>>>
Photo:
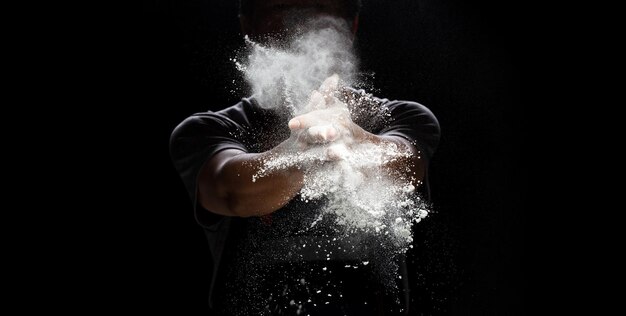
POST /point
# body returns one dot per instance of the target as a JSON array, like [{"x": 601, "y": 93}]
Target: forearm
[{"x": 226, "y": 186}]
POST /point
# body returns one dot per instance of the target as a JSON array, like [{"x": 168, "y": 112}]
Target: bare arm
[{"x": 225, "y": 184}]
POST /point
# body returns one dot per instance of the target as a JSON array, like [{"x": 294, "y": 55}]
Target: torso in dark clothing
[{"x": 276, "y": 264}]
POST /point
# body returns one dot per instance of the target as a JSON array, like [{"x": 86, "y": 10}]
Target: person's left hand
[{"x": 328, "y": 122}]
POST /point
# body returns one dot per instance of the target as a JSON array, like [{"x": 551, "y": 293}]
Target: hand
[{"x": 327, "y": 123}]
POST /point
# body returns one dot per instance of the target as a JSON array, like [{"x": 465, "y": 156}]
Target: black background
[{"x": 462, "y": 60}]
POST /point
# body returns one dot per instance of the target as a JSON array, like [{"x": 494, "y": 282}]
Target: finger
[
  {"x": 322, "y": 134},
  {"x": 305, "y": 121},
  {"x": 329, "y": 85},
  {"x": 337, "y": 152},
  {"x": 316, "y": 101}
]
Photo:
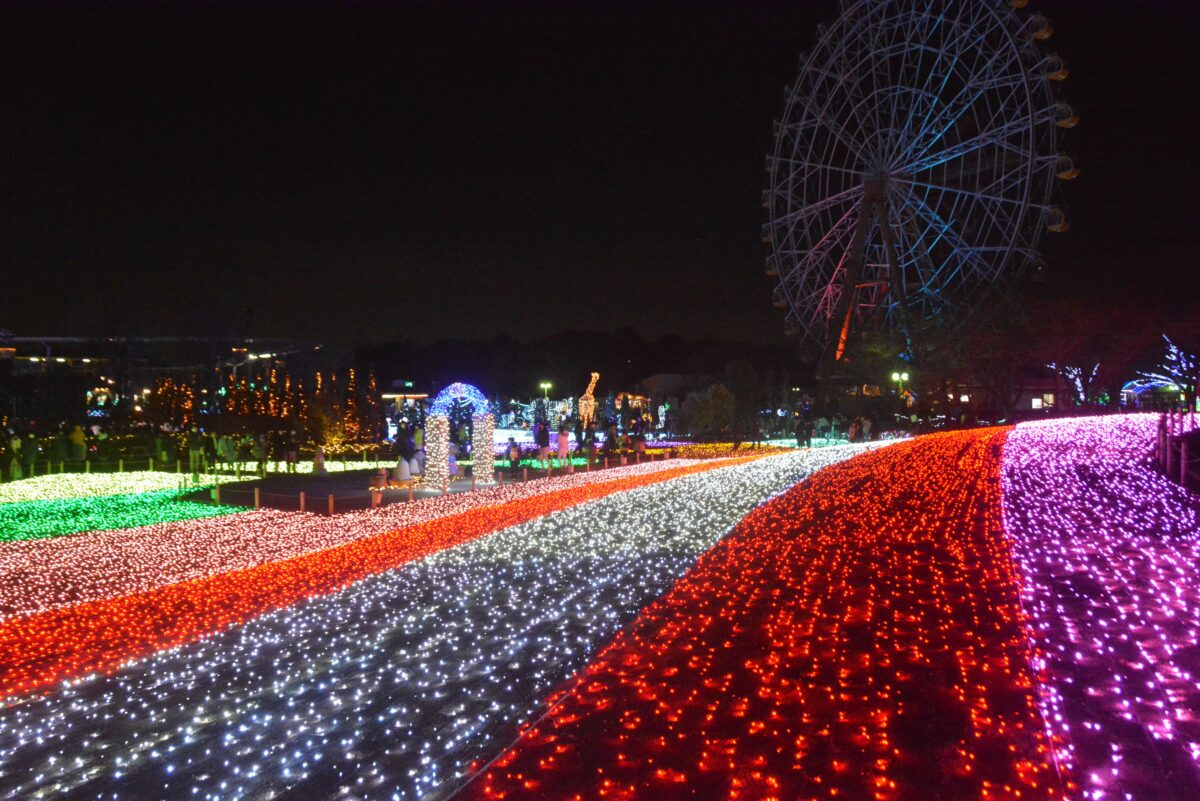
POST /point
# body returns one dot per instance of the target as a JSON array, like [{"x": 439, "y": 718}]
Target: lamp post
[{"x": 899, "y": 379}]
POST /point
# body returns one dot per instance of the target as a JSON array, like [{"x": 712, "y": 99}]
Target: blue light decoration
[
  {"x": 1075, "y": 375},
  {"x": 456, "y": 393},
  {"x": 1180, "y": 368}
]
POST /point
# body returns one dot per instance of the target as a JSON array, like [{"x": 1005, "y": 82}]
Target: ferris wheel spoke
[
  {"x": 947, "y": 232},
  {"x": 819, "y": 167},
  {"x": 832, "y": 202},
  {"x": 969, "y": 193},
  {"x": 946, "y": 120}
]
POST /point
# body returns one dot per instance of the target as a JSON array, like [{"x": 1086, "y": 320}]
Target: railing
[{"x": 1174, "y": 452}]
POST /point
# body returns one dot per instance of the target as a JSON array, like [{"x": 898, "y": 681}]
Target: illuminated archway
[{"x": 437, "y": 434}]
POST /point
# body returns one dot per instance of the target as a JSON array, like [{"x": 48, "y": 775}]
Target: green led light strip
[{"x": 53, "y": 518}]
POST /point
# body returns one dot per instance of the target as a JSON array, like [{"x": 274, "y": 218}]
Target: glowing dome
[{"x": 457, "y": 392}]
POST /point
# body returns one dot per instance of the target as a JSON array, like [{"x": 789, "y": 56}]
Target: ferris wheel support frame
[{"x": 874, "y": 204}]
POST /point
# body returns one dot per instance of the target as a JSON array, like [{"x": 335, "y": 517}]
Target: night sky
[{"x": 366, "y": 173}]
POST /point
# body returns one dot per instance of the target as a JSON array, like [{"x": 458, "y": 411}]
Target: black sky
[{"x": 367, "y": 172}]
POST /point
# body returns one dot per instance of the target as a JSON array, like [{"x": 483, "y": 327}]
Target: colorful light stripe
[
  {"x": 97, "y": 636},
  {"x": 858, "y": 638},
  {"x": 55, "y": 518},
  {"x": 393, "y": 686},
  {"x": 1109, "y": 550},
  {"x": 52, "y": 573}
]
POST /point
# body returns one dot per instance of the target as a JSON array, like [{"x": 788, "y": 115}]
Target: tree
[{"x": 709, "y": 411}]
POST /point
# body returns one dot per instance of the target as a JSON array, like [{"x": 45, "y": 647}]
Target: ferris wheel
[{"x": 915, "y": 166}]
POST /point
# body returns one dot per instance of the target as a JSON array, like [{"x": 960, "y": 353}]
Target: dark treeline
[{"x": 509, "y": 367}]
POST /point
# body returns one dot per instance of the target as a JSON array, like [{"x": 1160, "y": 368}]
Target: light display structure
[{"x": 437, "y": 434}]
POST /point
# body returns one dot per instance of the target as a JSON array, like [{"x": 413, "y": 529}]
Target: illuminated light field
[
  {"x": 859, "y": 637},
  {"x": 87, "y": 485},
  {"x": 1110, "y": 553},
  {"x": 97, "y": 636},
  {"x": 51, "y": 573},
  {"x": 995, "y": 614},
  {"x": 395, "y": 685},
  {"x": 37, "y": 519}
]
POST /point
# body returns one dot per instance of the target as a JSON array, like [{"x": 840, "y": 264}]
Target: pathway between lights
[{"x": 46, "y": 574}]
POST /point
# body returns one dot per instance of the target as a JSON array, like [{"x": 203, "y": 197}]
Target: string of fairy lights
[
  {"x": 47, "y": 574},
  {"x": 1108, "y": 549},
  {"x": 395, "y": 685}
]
<<<
>>>
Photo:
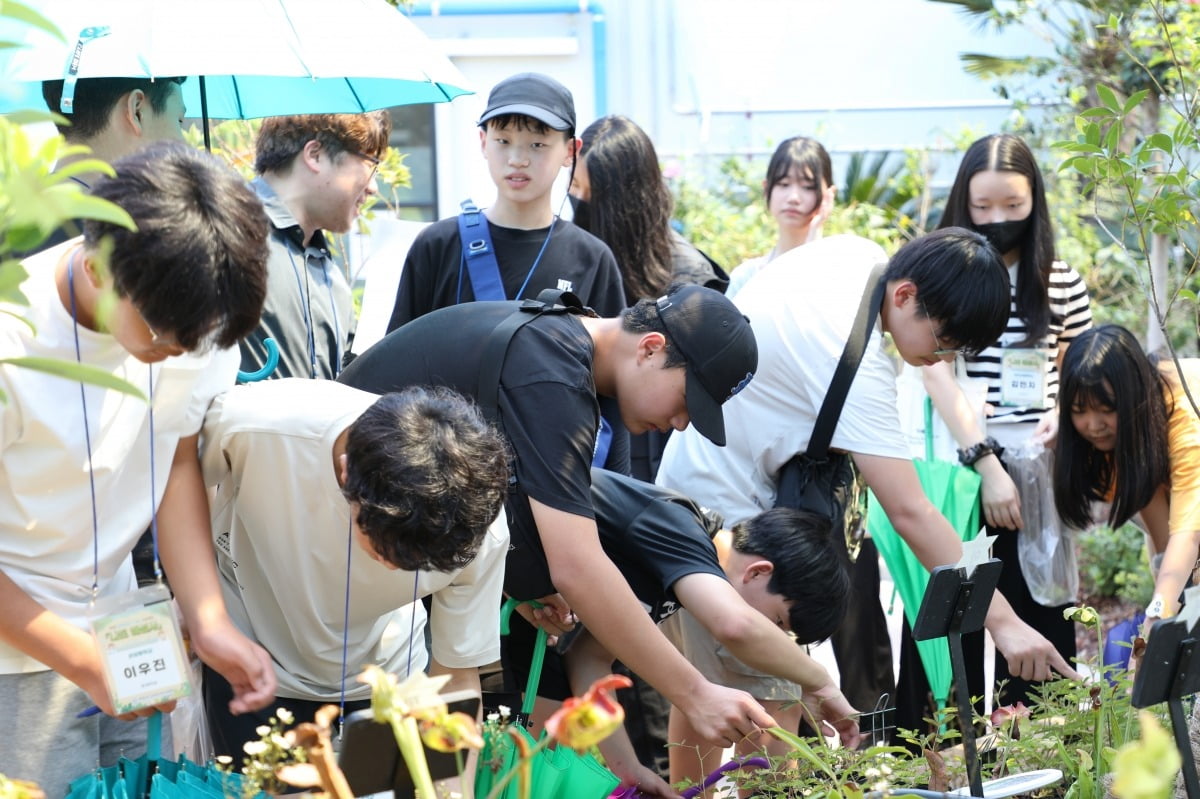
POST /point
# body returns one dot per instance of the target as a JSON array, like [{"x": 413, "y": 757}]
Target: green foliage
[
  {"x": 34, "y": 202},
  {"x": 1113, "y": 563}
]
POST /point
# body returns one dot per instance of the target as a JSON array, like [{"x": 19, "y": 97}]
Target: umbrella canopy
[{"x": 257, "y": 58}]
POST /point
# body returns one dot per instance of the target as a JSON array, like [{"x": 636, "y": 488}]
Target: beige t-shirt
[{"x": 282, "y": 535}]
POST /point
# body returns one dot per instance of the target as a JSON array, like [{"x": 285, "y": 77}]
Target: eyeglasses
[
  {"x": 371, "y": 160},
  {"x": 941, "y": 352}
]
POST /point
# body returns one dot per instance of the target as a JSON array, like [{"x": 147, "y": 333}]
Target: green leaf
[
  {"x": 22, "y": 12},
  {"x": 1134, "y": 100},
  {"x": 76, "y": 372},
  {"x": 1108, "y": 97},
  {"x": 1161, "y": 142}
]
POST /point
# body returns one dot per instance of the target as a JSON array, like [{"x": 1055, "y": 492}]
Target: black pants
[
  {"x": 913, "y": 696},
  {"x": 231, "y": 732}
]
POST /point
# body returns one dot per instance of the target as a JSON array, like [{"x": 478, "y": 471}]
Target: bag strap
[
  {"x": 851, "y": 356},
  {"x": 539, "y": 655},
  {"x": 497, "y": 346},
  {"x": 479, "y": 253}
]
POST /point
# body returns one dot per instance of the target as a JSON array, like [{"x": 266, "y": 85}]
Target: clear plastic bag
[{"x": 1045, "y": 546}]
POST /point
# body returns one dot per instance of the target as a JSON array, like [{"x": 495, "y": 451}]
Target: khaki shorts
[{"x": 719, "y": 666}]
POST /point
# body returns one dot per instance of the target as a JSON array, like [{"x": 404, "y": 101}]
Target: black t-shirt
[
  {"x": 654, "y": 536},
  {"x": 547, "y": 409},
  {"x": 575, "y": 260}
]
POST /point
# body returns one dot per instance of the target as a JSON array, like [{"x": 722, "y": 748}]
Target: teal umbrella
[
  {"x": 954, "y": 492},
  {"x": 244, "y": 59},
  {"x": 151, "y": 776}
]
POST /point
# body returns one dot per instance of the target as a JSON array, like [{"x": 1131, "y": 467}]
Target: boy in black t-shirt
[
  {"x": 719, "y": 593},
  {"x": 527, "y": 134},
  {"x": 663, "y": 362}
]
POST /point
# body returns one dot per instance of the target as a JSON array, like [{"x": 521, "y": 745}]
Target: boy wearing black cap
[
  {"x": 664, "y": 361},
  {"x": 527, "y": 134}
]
<<<
>>>
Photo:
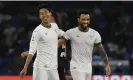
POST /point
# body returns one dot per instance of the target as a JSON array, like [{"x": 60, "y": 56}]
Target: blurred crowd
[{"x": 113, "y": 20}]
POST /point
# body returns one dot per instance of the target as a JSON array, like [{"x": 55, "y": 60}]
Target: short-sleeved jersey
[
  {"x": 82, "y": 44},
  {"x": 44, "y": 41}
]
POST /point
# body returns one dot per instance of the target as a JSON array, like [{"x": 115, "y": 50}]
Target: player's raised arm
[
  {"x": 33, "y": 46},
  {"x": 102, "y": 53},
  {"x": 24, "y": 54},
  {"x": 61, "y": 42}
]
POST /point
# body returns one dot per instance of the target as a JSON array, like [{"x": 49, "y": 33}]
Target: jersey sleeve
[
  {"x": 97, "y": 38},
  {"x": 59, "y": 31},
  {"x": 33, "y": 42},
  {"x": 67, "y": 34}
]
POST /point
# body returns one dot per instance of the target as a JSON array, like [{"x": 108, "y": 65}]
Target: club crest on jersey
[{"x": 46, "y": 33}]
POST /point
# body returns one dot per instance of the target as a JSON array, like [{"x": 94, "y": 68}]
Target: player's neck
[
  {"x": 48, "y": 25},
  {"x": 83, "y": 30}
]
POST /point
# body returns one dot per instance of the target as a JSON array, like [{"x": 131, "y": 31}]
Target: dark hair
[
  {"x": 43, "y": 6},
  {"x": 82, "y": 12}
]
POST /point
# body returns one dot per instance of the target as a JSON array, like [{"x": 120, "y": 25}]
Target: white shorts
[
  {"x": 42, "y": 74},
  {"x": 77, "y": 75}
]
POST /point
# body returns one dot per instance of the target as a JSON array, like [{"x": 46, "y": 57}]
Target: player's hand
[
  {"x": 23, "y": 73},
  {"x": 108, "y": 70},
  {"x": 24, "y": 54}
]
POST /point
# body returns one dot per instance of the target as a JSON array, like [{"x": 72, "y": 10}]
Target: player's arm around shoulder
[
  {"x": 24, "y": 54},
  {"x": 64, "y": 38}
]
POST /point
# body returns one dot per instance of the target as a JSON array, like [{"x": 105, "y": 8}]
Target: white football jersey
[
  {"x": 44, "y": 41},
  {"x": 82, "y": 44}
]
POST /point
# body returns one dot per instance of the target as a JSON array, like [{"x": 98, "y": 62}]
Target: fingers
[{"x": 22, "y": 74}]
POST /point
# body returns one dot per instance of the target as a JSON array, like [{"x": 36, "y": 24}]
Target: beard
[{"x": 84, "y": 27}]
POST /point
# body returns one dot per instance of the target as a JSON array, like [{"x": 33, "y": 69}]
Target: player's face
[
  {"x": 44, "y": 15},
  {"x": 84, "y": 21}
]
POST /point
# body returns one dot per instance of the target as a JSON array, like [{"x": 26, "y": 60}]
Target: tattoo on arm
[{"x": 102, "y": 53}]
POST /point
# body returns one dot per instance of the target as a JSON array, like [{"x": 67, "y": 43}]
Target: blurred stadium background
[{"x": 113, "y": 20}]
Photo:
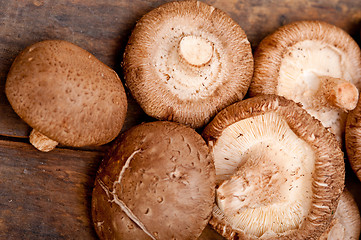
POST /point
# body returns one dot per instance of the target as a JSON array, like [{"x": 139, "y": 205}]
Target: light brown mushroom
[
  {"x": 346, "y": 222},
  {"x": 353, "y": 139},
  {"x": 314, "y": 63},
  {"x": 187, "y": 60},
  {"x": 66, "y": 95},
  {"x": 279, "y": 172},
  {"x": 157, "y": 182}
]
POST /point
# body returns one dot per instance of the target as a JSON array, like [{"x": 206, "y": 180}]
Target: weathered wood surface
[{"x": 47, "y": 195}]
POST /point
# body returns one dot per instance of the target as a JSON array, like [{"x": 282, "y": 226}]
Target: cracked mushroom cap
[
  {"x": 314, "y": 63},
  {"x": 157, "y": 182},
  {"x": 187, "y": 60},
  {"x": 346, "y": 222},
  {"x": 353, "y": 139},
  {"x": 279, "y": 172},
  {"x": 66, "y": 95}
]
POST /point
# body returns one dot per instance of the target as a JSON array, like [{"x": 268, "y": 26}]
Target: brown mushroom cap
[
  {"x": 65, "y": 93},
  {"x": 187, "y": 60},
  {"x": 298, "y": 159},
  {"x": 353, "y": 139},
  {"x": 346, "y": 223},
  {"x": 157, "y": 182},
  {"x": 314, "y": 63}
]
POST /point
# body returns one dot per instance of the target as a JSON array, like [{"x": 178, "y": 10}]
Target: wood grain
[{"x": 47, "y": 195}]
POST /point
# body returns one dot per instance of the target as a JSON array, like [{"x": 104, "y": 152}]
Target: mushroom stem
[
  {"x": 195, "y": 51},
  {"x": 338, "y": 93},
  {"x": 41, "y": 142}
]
<<<
[SET EXERCISE]:
Locate and copy every line above that contains the word "illuminated".

[RESULT OF THIS TASK]:
Target: illuminated archway
Target: illuminated light field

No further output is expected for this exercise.